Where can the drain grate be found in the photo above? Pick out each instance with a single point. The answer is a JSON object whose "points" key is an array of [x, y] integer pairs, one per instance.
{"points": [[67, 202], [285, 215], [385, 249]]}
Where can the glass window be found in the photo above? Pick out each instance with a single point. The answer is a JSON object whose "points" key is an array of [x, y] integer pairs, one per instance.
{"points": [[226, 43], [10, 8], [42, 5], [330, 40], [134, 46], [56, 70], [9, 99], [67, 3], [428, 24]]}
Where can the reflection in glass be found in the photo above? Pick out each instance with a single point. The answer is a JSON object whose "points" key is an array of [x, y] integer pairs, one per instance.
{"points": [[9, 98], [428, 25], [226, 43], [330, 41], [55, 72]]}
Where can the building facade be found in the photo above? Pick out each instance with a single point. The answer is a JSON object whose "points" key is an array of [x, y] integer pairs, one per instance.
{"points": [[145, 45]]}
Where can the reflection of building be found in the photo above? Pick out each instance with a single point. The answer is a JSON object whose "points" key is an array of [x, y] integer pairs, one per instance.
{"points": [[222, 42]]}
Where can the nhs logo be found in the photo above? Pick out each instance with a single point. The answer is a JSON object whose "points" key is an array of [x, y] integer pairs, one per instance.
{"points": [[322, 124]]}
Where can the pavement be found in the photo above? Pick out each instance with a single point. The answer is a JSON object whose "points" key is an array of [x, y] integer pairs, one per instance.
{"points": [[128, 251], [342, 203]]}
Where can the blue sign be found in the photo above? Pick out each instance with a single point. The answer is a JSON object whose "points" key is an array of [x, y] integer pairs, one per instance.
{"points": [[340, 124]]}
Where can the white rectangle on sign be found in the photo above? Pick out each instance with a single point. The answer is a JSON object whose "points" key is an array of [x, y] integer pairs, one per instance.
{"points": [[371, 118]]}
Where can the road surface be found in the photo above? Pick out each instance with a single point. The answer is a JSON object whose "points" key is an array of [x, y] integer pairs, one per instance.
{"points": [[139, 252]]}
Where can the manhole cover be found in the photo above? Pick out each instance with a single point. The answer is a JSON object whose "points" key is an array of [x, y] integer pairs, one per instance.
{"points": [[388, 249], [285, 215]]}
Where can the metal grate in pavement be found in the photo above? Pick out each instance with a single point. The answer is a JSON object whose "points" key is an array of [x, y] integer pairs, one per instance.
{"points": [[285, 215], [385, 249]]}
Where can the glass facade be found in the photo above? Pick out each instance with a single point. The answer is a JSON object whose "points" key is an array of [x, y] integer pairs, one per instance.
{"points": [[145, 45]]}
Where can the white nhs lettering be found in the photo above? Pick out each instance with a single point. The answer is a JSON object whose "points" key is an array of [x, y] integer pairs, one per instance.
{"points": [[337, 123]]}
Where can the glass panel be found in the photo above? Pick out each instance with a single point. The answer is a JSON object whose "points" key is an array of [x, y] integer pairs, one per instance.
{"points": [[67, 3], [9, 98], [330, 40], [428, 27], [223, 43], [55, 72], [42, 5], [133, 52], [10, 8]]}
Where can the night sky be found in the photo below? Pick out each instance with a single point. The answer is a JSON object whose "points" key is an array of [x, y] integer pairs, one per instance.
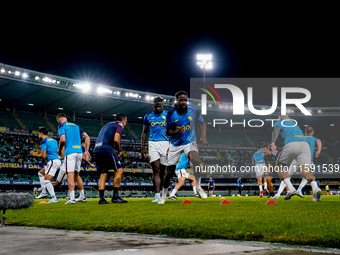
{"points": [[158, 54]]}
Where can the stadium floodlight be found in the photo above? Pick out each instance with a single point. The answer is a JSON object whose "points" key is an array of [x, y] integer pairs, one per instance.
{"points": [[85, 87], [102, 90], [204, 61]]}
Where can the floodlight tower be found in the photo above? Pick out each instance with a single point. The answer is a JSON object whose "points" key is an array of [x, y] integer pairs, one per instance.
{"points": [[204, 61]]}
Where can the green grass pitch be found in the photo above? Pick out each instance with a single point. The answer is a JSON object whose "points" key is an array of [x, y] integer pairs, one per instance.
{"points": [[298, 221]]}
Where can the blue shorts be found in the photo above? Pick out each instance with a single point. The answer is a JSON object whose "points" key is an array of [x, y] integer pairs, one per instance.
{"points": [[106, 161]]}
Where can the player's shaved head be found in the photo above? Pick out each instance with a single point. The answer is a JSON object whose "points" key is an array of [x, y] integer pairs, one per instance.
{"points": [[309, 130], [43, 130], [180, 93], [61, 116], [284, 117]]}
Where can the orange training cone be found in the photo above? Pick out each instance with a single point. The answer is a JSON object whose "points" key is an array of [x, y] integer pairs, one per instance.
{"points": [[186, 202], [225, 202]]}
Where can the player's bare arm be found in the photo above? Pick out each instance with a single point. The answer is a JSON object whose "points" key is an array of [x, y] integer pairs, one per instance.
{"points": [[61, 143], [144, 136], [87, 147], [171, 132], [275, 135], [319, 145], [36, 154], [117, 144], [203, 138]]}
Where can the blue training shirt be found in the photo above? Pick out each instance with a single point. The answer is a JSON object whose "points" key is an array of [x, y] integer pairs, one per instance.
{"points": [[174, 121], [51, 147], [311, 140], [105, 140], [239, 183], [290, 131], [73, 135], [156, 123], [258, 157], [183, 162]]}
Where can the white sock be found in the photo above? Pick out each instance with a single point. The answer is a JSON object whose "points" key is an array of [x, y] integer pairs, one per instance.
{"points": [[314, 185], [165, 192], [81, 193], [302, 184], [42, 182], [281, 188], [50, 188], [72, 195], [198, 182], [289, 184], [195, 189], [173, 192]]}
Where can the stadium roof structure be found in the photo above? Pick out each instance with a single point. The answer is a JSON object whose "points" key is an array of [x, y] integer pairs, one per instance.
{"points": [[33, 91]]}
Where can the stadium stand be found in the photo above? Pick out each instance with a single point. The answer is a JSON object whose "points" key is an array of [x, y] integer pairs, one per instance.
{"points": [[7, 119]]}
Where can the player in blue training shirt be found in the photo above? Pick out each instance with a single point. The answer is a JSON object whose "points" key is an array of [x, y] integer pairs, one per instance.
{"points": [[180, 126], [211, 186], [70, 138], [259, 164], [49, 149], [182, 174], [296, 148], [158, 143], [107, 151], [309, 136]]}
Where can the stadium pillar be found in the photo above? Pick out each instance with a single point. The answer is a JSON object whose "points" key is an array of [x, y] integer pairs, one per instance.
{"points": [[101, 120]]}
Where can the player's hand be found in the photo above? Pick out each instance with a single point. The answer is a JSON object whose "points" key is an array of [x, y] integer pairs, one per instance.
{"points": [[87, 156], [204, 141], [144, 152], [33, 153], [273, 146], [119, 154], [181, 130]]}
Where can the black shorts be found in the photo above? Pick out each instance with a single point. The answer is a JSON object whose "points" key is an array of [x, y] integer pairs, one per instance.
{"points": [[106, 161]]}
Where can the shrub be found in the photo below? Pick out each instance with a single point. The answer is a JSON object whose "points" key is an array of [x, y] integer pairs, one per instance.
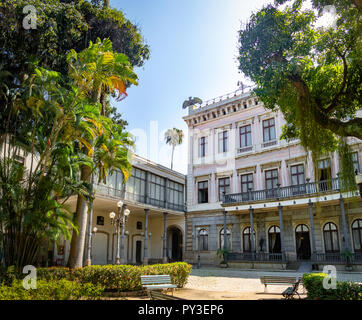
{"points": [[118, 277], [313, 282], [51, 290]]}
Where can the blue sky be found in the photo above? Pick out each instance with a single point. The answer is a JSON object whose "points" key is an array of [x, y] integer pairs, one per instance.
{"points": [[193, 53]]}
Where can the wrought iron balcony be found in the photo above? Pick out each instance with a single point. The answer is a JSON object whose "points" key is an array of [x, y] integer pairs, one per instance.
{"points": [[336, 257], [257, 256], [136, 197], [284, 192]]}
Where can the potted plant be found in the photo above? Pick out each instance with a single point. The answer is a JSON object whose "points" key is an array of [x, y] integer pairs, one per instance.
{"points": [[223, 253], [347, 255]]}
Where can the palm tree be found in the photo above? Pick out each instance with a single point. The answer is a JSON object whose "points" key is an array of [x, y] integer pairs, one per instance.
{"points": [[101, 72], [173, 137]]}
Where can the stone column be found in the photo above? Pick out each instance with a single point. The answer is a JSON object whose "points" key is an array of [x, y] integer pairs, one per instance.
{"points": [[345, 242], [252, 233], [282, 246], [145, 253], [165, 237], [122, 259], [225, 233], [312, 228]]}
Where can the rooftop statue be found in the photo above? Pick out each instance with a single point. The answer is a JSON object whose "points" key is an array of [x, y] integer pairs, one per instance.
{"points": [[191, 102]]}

------------------------------

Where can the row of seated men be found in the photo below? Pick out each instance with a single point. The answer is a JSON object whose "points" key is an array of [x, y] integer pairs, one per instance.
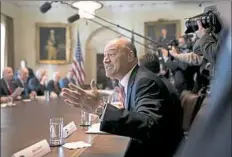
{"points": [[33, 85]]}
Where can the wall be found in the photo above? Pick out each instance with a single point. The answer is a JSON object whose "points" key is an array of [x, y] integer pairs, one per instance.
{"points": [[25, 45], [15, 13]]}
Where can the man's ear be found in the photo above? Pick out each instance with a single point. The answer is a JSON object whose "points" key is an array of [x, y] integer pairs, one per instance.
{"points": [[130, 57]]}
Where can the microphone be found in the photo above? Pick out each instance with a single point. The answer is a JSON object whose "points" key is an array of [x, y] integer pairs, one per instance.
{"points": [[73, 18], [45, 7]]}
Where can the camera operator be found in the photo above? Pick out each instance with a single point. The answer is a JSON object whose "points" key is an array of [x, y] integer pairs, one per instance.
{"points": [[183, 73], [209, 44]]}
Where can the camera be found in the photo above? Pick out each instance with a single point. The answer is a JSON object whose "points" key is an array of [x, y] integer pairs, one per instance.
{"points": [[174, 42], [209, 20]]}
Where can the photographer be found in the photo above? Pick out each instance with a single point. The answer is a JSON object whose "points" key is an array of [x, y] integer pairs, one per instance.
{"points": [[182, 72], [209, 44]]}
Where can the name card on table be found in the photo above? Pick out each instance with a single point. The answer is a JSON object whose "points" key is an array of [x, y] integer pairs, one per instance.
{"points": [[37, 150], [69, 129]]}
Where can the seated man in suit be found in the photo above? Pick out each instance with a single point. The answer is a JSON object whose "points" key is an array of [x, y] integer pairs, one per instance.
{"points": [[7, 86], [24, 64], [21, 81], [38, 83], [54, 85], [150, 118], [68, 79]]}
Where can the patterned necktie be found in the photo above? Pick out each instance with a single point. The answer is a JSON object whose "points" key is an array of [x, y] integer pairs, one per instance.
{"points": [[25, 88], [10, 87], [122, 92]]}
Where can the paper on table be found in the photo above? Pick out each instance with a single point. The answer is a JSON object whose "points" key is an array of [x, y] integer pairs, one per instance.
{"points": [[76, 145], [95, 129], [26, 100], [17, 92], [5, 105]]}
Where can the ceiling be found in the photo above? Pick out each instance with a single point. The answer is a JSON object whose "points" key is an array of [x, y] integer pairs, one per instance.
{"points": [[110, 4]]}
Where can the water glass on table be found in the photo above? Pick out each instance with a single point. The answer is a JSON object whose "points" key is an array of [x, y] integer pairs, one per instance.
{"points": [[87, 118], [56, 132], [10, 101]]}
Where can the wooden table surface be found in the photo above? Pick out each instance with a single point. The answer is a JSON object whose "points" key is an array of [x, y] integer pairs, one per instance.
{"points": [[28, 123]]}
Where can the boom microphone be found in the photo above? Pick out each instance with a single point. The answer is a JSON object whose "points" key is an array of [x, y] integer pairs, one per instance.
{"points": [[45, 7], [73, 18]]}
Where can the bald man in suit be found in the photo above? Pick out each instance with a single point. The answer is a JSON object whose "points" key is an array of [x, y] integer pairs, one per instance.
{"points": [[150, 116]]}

------------------------------

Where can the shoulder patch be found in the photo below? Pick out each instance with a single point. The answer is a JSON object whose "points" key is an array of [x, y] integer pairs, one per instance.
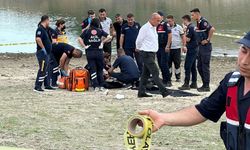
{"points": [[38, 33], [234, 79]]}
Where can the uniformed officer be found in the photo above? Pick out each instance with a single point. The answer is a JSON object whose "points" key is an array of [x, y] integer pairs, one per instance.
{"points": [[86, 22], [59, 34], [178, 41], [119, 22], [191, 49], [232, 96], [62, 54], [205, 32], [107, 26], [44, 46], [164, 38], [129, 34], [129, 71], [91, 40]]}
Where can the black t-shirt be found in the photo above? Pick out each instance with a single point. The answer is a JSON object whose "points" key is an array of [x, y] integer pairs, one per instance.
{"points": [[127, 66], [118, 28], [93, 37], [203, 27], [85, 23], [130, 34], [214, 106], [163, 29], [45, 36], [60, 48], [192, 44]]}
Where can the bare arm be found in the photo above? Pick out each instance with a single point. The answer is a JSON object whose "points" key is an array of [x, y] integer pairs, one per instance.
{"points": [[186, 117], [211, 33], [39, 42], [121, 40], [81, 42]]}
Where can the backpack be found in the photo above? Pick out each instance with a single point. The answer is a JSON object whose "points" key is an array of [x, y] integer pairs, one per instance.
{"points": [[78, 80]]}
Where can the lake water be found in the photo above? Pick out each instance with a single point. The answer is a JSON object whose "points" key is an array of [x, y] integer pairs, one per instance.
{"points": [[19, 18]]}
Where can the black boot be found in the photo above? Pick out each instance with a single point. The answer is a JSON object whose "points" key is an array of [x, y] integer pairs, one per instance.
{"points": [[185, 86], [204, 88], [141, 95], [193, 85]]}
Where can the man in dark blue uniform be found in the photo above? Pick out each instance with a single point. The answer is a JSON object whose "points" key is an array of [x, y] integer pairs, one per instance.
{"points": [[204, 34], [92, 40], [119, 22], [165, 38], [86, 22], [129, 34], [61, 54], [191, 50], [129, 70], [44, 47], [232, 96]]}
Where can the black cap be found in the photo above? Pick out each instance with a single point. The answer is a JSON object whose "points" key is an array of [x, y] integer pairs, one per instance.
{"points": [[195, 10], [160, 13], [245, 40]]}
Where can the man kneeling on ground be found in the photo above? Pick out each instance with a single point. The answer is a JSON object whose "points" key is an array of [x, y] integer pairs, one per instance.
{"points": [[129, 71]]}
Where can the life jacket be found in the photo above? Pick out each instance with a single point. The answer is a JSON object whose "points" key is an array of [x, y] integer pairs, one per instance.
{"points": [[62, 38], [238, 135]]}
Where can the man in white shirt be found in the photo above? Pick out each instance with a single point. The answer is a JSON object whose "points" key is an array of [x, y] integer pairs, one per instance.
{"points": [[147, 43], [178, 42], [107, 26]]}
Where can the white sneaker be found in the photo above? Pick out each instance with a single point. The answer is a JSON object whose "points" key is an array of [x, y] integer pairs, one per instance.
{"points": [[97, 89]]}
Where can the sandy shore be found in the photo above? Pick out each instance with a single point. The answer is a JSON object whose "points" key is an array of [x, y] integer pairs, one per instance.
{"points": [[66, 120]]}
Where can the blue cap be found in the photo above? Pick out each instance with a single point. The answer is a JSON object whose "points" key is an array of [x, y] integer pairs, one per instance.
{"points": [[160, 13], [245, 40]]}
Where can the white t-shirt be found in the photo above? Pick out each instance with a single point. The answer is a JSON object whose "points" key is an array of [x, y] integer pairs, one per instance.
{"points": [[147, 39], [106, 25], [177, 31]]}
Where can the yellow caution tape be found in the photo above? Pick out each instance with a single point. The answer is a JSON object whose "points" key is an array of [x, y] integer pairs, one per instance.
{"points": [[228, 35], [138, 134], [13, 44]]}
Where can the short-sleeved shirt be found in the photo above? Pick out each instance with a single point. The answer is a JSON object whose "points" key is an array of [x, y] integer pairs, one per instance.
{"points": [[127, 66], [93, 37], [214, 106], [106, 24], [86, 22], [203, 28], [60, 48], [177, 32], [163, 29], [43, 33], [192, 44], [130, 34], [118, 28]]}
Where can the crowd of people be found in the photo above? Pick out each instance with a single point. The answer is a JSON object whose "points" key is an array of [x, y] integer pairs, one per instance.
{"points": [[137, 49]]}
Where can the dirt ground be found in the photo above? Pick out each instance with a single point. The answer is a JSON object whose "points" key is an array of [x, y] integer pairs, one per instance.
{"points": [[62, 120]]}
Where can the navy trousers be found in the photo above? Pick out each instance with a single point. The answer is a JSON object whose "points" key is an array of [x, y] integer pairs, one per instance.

------------------------------

§ TO DO
From the listing above, gather every line that contains the word "water", and copy each one out in full; matching is case-sensitive.

§ ANSWER TO THIS EXERCISE
Where can the water glass on table be found in the photo above? Pick out each instance with a single point. The answer is a JSON object whose "points" key is an array of [x, y] integer pairs, one per instance.
Where can the lake water be found in the photo above? Pick out each instance with a single point. The answer is a JSON object whose "points" key is an array of [x, y] integer pairs, one per instance.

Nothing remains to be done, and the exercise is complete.